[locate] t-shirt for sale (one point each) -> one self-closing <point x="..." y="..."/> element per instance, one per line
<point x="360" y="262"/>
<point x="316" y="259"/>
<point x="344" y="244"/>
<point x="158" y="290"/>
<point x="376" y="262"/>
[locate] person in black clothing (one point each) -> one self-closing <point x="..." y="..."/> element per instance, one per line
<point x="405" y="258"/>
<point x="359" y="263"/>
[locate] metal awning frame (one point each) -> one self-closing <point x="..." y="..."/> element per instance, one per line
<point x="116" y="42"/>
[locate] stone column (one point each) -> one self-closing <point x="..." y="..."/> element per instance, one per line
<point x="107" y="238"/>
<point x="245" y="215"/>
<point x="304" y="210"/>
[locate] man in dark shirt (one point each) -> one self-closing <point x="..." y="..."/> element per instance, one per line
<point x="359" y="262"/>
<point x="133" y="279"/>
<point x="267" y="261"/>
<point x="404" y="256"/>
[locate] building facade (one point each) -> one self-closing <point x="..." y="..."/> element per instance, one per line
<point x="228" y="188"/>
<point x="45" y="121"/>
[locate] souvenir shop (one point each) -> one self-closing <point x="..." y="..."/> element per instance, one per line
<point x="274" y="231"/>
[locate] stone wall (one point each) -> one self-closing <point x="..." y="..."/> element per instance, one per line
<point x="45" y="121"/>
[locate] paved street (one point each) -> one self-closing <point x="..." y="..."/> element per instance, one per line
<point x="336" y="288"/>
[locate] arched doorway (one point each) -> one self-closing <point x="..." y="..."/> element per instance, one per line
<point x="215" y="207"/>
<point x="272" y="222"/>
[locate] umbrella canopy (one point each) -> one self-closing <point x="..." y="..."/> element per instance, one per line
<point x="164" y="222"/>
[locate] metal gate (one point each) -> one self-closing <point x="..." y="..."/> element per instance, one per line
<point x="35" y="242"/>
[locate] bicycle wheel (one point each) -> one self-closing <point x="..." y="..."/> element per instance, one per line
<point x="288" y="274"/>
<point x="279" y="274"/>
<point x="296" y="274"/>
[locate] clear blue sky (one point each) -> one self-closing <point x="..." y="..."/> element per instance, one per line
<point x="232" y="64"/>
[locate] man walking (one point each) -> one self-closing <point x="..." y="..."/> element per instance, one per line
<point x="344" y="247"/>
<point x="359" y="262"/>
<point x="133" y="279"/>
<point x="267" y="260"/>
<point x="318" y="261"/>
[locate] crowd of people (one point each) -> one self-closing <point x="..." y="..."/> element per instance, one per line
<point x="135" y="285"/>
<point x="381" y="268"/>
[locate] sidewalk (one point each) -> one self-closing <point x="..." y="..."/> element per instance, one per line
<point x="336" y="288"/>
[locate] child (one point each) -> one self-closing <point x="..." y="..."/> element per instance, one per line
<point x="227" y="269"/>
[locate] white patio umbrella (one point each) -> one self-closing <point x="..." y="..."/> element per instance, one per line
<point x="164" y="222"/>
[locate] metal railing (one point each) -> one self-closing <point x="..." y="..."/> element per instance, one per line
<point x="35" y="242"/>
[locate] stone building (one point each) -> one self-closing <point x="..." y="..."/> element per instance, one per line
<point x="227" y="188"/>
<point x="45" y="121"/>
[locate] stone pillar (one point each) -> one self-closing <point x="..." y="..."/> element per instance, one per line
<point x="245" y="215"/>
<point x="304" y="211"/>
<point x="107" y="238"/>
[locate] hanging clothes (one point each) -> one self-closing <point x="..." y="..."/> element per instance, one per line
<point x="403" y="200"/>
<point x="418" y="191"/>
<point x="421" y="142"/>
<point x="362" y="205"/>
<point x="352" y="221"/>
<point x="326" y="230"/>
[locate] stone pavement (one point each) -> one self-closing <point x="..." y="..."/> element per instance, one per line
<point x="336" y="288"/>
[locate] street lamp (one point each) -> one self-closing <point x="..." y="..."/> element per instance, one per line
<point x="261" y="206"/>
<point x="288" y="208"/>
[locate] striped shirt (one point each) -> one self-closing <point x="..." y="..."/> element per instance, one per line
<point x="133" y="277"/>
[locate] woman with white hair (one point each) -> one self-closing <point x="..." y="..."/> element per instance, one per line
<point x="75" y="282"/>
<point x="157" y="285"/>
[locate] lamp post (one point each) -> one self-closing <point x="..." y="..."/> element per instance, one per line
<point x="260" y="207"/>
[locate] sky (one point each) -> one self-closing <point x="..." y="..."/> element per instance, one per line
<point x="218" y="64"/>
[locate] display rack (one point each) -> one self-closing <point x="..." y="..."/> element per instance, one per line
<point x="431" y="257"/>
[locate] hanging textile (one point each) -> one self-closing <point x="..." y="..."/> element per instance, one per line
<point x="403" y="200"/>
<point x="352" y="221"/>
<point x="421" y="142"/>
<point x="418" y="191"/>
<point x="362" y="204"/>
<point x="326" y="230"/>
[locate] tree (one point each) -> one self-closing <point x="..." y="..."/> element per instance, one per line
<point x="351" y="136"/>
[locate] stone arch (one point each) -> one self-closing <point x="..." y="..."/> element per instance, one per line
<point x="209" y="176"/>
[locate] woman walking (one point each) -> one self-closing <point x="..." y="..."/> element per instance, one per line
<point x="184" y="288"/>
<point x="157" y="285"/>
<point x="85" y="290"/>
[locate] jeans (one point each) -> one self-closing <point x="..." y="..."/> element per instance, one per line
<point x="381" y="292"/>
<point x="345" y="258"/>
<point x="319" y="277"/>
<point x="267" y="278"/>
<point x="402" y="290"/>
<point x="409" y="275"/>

━━━━━━━━━━━━━━━━━━━━

-- WHAT THIS TASK INVOLVES --
Could you set down each entry above word for word?

-- FINISHED EXERCISE --
[locate] t-shirt for sale (one point each) -> one self-closing <point x="..." y="..."/> element per instance, one per line
<point x="360" y="262"/>
<point x="316" y="259"/>
<point x="344" y="244"/>
<point x="158" y="290"/>
<point x="376" y="262"/>
[locate] person in black clothing (one point each) -> one self-closing <point x="..." y="..."/> element per instance, one per line
<point x="405" y="258"/>
<point x="359" y="263"/>
[locate] metal awning frame (one point each) -> one self-closing <point x="..." y="..."/> element per instance, one per line
<point x="116" y="42"/>
[locate] stone column (one point each) -> one self-closing <point x="..." y="..."/> element per instance, one per line
<point x="107" y="238"/>
<point x="245" y="215"/>
<point x="304" y="210"/>
[locate] man in dark shirt (one point each) -> one self-closing <point x="..." y="..."/> element per instance, one per line
<point x="359" y="262"/>
<point x="133" y="279"/>
<point x="267" y="261"/>
<point x="404" y="256"/>
[locate] building facade (one point each) -> one self-closing <point x="..." y="..."/> element per instance, one per line
<point x="228" y="188"/>
<point x="45" y="121"/>
[locate] souvenir shop (one point each) -> one self-closing <point x="..." y="..."/> element per instance, one per line
<point x="274" y="231"/>
[locate] stone wall (one point each) -> one self-closing <point x="..." y="..."/> element per instance, one per line
<point x="45" y="121"/>
[locate] paved street (one point each) -> one self-closing <point x="..." y="..."/> element per instance, one per line
<point x="336" y="288"/>
[locate] arched doorway (one point each) -> one self-closing <point x="..." y="..."/> element per instance, one per line
<point x="215" y="207"/>
<point x="272" y="222"/>
[locate] umbrella canopy (one point each) -> one self-closing <point x="..." y="..."/> element per instance, one per line
<point x="164" y="222"/>
[locate] metal gate (one point each) -> one self-closing <point x="..." y="..."/> element per instance, one per line
<point x="35" y="242"/>
[locate] bicycle wheel (one point each) -> one self-closing <point x="..." y="..."/> element per instance, one per line
<point x="288" y="274"/>
<point x="279" y="274"/>
<point x="296" y="274"/>
[locate] clear blue sky (one point each) -> one self-closing <point x="..." y="..."/> element per instance, one per line
<point x="232" y="64"/>
[locate] man walking (one point each) -> one self-closing <point x="..." y="..."/> element per instance, one per line
<point x="344" y="247"/>
<point x="359" y="262"/>
<point x="133" y="279"/>
<point x="267" y="260"/>
<point x="318" y="261"/>
[locate] crowd of people (one point each) -> one self-closing <point x="..." y="..."/> element per instance, one per line
<point x="135" y="285"/>
<point x="381" y="268"/>
[locate] sidewalk (one point each) -> one self-closing <point x="..." y="..."/> element per instance, one per line
<point x="336" y="288"/>
[locate] child (one point each) -> one self-closing <point x="..." y="..."/> element per instance, one per line
<point x="227" y="269"/>
[locate] white patio umbrella (one point each) -> one self-closing <point x="..." y="..."/> element per instance, one per line
<point x="164" y="222"/>
[locate] metal railing (one point each) -> one self-closing <point x="..." y="..."/> element per instance, one per line
<point x="35" y="242"/>
[locate] stone building (one point each) -> one self-closing <point x="..." y="..."/> element per instance, one per line
<point x="227" y="188"/>
<point x="45" y="121"/>
[locate] stone pillar (one point each) -> one self-closing <point x="..." y="..."/> element per instance, one per line
<point x="245" y="215"/>
<point x="304" y="211"/>
<point x="107" y="238"/>
[locate] hanging clothes (one point each) -> one self-closing <point x="..." y="..."/> element per instance, one per line
<point x="403" y="200"/>
<point x="418" y="191"/>
<point x="421" y="142"/>
<point x="362" y="205"/>
<point x="352" y="221"/>
<point x="326" y="230"/>
[locate] stone pavement (one point each) -> one self-closing <point x="..." y="..."/> element per instance, one per line
<point x="336" y="288"/>
[locate] street lamp (one point each) -> one self-closing <point x="..." y="..."/> element per instance, one per line
<point x="261" y="206"/>
<point x="288" y="208"/>
[locate] striped shirt (one point each) -> one self-closing <point x="..." y="..."/> element per instance, one per line
<point x="133" y="277"/>
[locate] woman with white hair (one point each) -> one self-closing <point x="..." y="..."/> element per instance, one per line
<point x="75" y="282"/>
<point x="157" y="285"/>
[locate] lamp post (one point each) -> one self-closing <point x="..." y="..."/> element per instance, one per line
<point x="260" y="207"/>
[locate] sky (one point each) -> one self-closing <point x="..." y="..."/> element per instance, one per line
<point x="218" y="64"/>
[locate] display rack (one point each) -> one self-closing <point x="..." y="..."/> element per instance, one per line
<point x="431" y="257"/>
[locate] hanging textile (one point each) -> one self-closing <point x="..." y="..."/> element per instance, one per line
<point x="403" y="200"/>
<point x="352" y="221"/>
<point x="421" y="142"/>
<point x="418" y="191"/>
<point x="362" y="204"/>
<point x="326" y="230"/>
[locate] tree (one point each) -> one self-closing <point x="..." y="..."/> element per instance, one per line
<point x="351" y="136"/>
[locate] stone arch (one point each) -> one self-closing <point x="..." y="..."/> element per instance, one per line
<point x="209" y="176"/>
[locate] woman walking (one point each) -> one self-closing <point x="..." y="..."/> element per instance, one per line
<point x="184" y="288"/>
<point x="157" y="285"/>
<point x="85" y="290"/>
[locate] jeans (one point each) -> one self-closing <point x="..." y="..."/> element per instance, one per line
<point x="381" y="292"/>
<point x="345" y="258"/>
<point x="319" y="277"/>
<point x="267" y="278"/>
<point x="402" y="290"/>
<point x="409" y="275"/>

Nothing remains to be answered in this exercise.